This is the first part in a two-part commentary on the state of the public service. The second part can be found here.
In a December 2022 column in Policy Options, “Canada needs a royal commission to fix problems with the federal public service,” Kathryn May conveyed Donald Savoie’s reluctant call for a royal commission to explore the state of the Canadian public service and its future direction. Many different reasons were highlighted. The public service is overloaded, relying on slow and outdated processes. There has been rapid growth after COVID and yet – despite an arguably quick pivot to implement government policies – it has been slow to handle the demand for essential services. It also seems incapable of responding in a timely manner to access-to-information requests despite politicians’ trumpeting of “open government.”
We could also add that there are long-held concerns about top public servants being too responsive to the government of the day, along with central agencies micro-managing and contributing to the centralization of power in the Prime Minister’s Office. There have been concerns about declining or insufficient skills or resources, and over-reliance on consultants and human resource practices that have led to a risk-averse culture.

> [Dataset]
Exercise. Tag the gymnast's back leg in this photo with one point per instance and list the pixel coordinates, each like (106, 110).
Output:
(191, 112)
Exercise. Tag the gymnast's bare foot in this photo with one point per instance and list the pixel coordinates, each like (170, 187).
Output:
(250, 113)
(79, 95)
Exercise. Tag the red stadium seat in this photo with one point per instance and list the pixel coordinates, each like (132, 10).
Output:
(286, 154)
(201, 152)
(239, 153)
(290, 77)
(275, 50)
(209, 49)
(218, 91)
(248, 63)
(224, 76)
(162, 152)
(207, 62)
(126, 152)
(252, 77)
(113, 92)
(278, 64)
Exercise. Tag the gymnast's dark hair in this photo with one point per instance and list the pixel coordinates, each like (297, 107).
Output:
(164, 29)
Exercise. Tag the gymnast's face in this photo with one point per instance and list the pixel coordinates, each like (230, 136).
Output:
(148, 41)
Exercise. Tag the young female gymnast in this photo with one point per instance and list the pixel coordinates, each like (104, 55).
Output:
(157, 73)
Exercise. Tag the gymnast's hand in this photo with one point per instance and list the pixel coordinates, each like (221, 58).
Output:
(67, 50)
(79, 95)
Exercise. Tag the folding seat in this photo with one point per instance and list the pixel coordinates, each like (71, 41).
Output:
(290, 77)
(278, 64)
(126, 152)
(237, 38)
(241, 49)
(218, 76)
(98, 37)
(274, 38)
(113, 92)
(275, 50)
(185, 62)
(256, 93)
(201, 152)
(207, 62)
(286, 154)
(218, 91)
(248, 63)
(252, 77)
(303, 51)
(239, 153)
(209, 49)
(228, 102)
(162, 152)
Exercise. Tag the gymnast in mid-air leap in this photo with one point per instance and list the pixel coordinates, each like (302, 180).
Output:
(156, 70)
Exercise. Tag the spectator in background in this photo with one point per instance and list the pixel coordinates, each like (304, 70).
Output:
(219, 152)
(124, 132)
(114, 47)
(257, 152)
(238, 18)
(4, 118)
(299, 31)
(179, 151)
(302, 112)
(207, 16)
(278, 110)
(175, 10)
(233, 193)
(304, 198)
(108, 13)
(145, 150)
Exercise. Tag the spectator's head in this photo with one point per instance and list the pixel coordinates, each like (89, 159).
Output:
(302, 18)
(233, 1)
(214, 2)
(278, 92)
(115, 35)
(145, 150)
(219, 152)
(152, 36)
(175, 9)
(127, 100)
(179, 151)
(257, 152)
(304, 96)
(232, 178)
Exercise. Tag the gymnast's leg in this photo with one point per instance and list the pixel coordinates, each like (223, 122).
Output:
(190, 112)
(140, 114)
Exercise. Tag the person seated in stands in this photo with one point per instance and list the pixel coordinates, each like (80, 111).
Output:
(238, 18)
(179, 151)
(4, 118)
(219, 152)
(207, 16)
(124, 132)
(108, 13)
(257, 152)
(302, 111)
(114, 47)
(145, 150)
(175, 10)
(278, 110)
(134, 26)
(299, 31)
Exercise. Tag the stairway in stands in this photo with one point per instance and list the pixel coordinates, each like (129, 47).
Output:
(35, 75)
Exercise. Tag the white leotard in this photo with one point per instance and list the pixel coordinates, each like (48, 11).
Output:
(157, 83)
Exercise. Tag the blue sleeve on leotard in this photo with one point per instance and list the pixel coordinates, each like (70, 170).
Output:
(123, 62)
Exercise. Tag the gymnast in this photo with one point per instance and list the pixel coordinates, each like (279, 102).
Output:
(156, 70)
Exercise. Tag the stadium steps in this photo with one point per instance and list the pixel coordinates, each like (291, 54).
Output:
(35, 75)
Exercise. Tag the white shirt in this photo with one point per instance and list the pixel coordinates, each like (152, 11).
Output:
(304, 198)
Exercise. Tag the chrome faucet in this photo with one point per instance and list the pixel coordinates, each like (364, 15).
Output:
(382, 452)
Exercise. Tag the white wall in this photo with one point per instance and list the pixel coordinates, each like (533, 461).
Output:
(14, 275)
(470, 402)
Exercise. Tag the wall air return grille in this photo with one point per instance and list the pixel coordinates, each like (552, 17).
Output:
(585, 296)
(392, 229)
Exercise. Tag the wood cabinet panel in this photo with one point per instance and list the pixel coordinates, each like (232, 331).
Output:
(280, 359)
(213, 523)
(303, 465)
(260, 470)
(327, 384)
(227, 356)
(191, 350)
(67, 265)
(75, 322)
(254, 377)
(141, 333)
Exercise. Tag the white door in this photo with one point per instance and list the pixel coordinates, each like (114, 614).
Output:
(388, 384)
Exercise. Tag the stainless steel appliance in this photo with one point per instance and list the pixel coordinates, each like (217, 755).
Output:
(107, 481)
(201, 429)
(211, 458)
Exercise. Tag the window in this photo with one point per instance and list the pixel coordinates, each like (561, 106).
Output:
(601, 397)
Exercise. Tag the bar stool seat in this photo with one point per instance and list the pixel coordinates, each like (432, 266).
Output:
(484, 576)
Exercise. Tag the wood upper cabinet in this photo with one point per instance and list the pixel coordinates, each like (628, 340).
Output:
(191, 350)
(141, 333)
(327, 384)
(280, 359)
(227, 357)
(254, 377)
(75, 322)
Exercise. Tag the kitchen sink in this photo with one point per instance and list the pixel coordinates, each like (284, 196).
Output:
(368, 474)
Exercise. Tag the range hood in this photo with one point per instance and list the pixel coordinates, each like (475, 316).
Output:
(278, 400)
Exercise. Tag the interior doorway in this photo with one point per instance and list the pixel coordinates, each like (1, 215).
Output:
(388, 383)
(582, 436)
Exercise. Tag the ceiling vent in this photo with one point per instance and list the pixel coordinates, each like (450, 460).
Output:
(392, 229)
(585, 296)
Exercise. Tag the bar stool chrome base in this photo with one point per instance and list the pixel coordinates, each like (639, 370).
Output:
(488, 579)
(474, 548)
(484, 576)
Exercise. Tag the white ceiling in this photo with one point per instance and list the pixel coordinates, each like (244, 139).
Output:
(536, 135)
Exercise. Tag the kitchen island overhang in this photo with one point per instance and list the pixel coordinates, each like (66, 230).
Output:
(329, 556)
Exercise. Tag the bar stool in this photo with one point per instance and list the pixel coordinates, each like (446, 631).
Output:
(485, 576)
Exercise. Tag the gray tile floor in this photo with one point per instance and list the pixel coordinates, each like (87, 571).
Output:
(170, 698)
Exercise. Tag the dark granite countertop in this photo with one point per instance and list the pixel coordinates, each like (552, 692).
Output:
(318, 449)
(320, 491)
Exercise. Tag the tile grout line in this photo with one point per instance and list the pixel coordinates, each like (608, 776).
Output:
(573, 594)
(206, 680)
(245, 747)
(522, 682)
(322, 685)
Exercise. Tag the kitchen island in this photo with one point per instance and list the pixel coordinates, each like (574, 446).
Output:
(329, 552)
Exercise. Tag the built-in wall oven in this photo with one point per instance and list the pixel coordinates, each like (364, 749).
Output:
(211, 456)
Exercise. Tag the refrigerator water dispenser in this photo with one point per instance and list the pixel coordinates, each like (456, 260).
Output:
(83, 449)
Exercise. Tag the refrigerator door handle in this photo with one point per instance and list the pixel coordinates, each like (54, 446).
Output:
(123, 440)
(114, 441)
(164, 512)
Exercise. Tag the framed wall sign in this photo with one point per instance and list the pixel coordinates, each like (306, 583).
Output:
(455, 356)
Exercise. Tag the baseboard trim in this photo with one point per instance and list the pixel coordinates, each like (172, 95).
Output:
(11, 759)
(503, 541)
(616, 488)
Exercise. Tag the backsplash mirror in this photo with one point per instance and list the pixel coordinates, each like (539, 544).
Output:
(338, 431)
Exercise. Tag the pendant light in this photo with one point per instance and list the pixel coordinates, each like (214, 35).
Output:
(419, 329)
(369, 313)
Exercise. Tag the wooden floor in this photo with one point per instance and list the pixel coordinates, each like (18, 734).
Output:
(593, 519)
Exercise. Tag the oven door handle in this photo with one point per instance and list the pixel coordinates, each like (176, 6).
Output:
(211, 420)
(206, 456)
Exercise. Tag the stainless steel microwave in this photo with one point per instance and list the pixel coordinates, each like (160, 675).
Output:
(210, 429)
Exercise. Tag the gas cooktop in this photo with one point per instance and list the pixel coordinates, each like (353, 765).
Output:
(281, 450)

> [Prompt 1] Copy the passage from the public service commentary starting at "We could also" and ending at "a risk-averse culture.".
> [Prompt 2]
Answer these questions from the public service commentary:
(a) In what month and year did the Policy Options column appear?
(b) Who wrote that column?
(c) Whose office is named as the place where central agencies contribute to the centralization of power?

> [Answer space 1]
We could also add that there are long-held concerns about top public servants being too responsive to the government of the day, along with central agencies micro-managing and contributing to the centralization of power in the Prime Minister’s Office. There have been concerns about declining or insufficient skills or resources, and over-reliance on consultants and human resource practices that have led to a risk-averse culture.

> [Answer space 2]
(a) December 2022
(b) Kathryn May
(c) The Prime Minister's Office